**STATED EXERCISE:** Repeat the entries below word for word, leaving out the pictures.

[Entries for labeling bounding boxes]
┌──
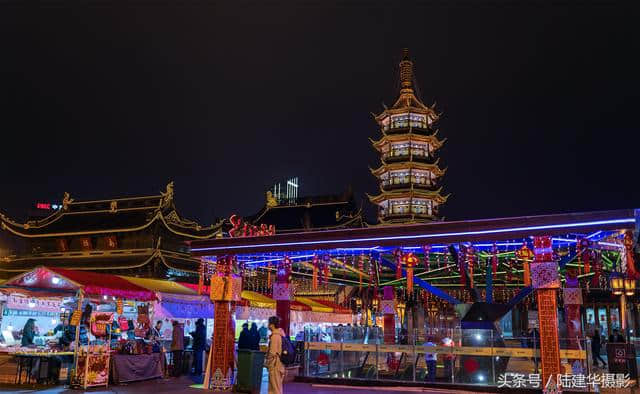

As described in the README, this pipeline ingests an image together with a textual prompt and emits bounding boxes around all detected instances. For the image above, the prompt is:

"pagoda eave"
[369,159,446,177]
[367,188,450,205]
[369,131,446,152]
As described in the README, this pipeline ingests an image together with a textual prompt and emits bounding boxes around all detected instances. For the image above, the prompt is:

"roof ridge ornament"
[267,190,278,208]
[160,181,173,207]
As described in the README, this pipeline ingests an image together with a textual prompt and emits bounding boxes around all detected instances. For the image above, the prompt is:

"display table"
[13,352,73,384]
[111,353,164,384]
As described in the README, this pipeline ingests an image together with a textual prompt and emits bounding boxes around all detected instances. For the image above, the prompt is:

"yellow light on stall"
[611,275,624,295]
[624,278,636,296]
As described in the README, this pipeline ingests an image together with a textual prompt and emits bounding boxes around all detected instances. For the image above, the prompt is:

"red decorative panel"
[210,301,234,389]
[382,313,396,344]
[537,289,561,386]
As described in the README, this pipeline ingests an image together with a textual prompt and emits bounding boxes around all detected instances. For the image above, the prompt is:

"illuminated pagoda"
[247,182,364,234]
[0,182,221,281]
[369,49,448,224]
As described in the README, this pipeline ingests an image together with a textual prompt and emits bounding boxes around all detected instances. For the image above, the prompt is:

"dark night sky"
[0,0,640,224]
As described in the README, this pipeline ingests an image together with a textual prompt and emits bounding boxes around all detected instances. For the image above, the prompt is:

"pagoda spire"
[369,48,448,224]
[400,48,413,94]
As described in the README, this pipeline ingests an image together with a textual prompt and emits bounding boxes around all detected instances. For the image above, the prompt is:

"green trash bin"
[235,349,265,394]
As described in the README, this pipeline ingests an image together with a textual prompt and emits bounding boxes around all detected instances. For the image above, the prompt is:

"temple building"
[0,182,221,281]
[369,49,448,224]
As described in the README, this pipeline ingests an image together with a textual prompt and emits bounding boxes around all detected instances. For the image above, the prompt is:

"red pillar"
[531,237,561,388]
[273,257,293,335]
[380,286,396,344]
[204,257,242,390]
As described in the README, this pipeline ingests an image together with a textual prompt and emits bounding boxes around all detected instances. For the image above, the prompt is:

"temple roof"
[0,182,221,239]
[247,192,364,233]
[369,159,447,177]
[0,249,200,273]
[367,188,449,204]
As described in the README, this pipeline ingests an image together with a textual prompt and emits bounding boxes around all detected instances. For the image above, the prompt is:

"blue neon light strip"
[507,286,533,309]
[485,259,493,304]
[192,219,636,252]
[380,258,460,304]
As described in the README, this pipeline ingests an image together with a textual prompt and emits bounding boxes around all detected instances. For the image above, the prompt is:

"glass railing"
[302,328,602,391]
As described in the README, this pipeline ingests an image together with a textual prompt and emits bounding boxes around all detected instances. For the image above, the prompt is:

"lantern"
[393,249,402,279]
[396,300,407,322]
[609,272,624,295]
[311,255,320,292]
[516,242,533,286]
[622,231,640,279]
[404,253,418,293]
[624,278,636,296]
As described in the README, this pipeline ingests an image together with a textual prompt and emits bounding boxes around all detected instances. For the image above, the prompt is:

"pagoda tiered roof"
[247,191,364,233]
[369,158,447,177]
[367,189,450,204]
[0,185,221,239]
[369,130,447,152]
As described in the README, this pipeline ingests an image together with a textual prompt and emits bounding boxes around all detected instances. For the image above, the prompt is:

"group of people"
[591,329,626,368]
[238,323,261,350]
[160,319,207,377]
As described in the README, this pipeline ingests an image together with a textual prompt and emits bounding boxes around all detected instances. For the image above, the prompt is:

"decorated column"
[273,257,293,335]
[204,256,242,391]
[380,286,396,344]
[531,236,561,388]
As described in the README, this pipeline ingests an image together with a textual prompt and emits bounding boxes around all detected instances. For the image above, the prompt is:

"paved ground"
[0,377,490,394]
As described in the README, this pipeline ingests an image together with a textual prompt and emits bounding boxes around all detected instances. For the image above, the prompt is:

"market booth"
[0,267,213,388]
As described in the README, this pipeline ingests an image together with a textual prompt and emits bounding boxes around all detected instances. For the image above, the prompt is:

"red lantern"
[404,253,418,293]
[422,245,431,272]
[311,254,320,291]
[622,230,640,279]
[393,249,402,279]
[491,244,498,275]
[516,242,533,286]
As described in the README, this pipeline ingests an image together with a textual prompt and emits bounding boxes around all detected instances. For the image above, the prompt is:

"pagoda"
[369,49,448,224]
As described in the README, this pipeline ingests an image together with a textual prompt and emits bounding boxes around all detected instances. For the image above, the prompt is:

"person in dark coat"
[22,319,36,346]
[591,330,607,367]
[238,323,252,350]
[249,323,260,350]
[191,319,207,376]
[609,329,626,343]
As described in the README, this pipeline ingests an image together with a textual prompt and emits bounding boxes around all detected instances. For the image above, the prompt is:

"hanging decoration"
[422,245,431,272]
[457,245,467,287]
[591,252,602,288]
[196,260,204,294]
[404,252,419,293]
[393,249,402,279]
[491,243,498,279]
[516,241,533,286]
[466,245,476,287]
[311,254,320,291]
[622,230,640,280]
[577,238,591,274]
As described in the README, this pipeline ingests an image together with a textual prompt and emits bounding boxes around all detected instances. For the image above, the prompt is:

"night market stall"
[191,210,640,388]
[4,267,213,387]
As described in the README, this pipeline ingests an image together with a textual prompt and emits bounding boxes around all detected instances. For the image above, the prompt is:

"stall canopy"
└──
**THE RESULT:**
As described in the README, this pipeline ingests an image together with a textual prompt and emits bounding boxes around all detected instances. For the image above, the prompt is:

"pagoda eave"
[369,159,446,177]
[367,188,450,205]
[369,131,446,152]
As described in the README, this pipeline ingests an image together with a textual prompt and emits bounding boxes around all detected instances. For the image above, the prompt is:

"roof ridge ornament"
[267,190,278,208]
[160,181,173,207]
As described in the README, this pipeline ingests an image together with a textual prompt and emits bounding boxes around all detected instances. For the image above, the prompt is:

"display table"
[13,352,73,384]
[111,353,164,384]
As described in the README, this pipeline ingests an image together with a textual prompt and emits bounding boxes around all detected instances. For the image above, the prompt is:

"yellow light on stall"
[611,275,624,295]
[624,278,636,296]
As described in the README, this pipeline ingests an image together with a textual prompt and emits bounding boxes around all detected instances. For the image above, the prompt is:

"red decorative panel"
[210,301,234,389]
[382,313,396,344]
[537,289,561,386]
As described in the README, this pipeline ingests an image together with a textual prompt and emits bounding boxes around all detected instances. For the image above, the prompt is:

"illuminated pagoda"
[247,182,364,234]
[0,182,221,281]
[369,49,448,224]
As described in the README, this pipeline ingests an image together with a textual prompt and emits bounding boxes around all detected instances. For the image above, the prompt is:

"dark night sky"
[0,0,640,224]
As described in the README, this pipeline ingests an image together with a textual prompt and emits bounding boxes around all detected instances. For the image above, the prompt is:

"pagoda spire"
[369,48,448,224]
[400,48,413,94]
As described in the README, this pipeline ingests an image together with a textual prompt and emits bounding boxes around all detected instances. For the image above, the prompt is:

"green trash bin"
[235,349,265,394]
As described in the README, this pipeline ingests an image together with a textual prompt and emits bounding boxes around all detected instances. For the image above, the prompt is:

"temple building"
[0,182,221,281]
[369,49,448,224]
As described in the README, this pipeline ingests an image together with a textual prompt and emits bounding boxes around all detected instances. For the image above, the prompt is:

"red pillar"
[531,237,561,388]
[273,257,293,335]
[380,286,396,344]
[204,257,242,390]
As described in the README, this pipeline ingests an image together with a textual prompt and emits bounding boxes around all detected instances. For the image above, the prompt is:

"temple roof"
[0,182,221,239]
[247,192,364,233]
[369,159,447,177]
[0,249,200,273]
[367,188,449,204]
As described in the README, this pipeline ingests an image together with a textual prompt and emits bounding boxes around all detected instances. For the image above, the prompt is:

"blue neon light strip"
[507,286,533,309]
[485,259,493,304]
[192,219,636,252]
[380,258,460,304]
As described in the README, this pipeline ingests an image together with a textual prompt and emits bounding boxes around all detected instances. For the image above, the prompt is:

"glass railing"
[302,328,602,391]
As described in the README, this pipeline ingests an image together with a textual prompt and emits bounding boxes around all detected instances. For the image above, the prompt is:

"lantern"
[393,249,402,279]
[396,300,407,322]
[609,272,624,295]
[311,255,320,292]
[516,242,533,286]
[622,231,640,279]
[404,253,418,293]
[624,278,636,296]
As described in the README, this pipeline ingests an image together with a textual prompt and emits bounding boxes around all detected instances. For the image above, the prompt is:

"pagoda tiered roof"
[247,191,364,233]
[369,158,447,177]
[367,189,450,204]
[0,185,221,239]
[369,130,447,152]
As described in the README, this pipeline ingests an image together with a textual prompt and emits bounding boxes around all detected instances. For the image above, the prompt is:

"group of people"
[591,329,626,368]
[238,323,261,350]
[160,319,207,377]
As described in the README, this pipeline ingests an image together with a textual prompt and emits bounding boxes around all detected instances. For the image above, the prompt is:

"decorated column"
[273,257,293,335]
[204,256,242,391]
[380,286,396,344]
[531,236,561,388]
As described in the README, this pipeline ingests an image together with a textual prompt and emits bounding boxes around all detected instances. For the image above, the prompt is:

"paved ground"
[0,377,490,394]
As described in the README, this pipeline ingests an image together with a textual prompt and emits bounding boxes around all detected instances. For the image above, the prompt is:

"market booth"
[0,267,213,388]
As described in the README, this pipeline ingests an image together with a textual prompt and emits bounding boxes around all detected instances. For the image above, the prompt is:

"red lantern"
[404,253,418,293]
[422,245,431,272]
[311,254,320,291]
[622,230,640,279]
[393,249,402,279]
[491,244,498,275]
[516,242,533,286]
As described in the README, this pipeline ingests an image together with a textual prompt and emits bounding boxes around all detected instances. For the image above, the prompt is:

"pagoda"
[369,49,448,224]
As described in the README, this pipeline ingests an image together with a textual prompt and emits bounding boxes around all detected instances. For the image above, the prompt is:

"person in dark coat"
[22,319,36,346]
[591,330,607,367]
[238,323,252,350]
[249,323,260,350]
[191,319,207,376]
[609,329,626,343]
As described in the README, this pipeline ingests an image together with a textual prompt and emits bounding boxes around all detected instances. For the image above, the prompt is:

"hanging decoration"
[422,245,431,272]
[457,245,467,287]
[591,252,602,288]
[196,260,204,294]
[404,252,419,293]
[393,249,402,279]
[491,243,498,279]
[516,241,533,286]
[466,245,476,287]
[311,254,320,291]
[622,230,640,280]
[577,238,591,274]
As described in the README, this pipeline ingests an image together with a textual prompt and emits bounding boxes around all detected instances. For the image above, the prompt is:

"night market stall"
[191,210,640,388]
[4,267,213,387]
As described in the README, this pipeline ingests an image together with a textual prompt and emits bounding boxes around all detected instances. For the image above, the prompt is:

"stall canopy"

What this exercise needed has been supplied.